▶ Task instructions
Rewrite these lines with every "red knitted leg warmer" changed to "striped wool sock", leaving everything else untouched. Leave the pictures out of your answer.

▶ Data for this exercise
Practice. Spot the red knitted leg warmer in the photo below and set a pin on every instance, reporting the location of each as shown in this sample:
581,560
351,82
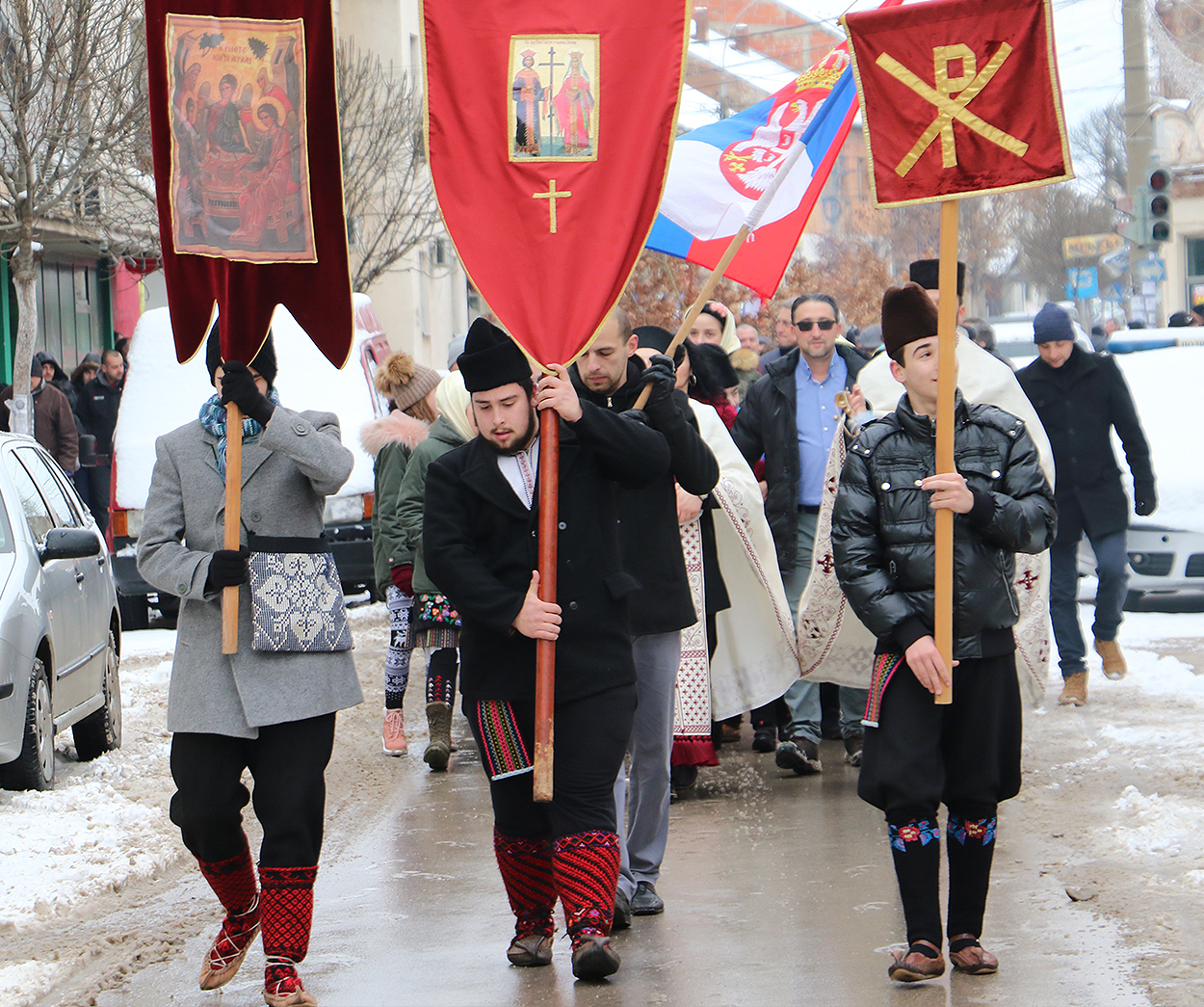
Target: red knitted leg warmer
587,871
526,872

▶ Solved exercise
Practice. Spot the striped wool sock in the photo below and set a pin on every instance, reporting the location of each as shown in this sample:
581,560
351,82
Target: striped wool sock
587,871
526,872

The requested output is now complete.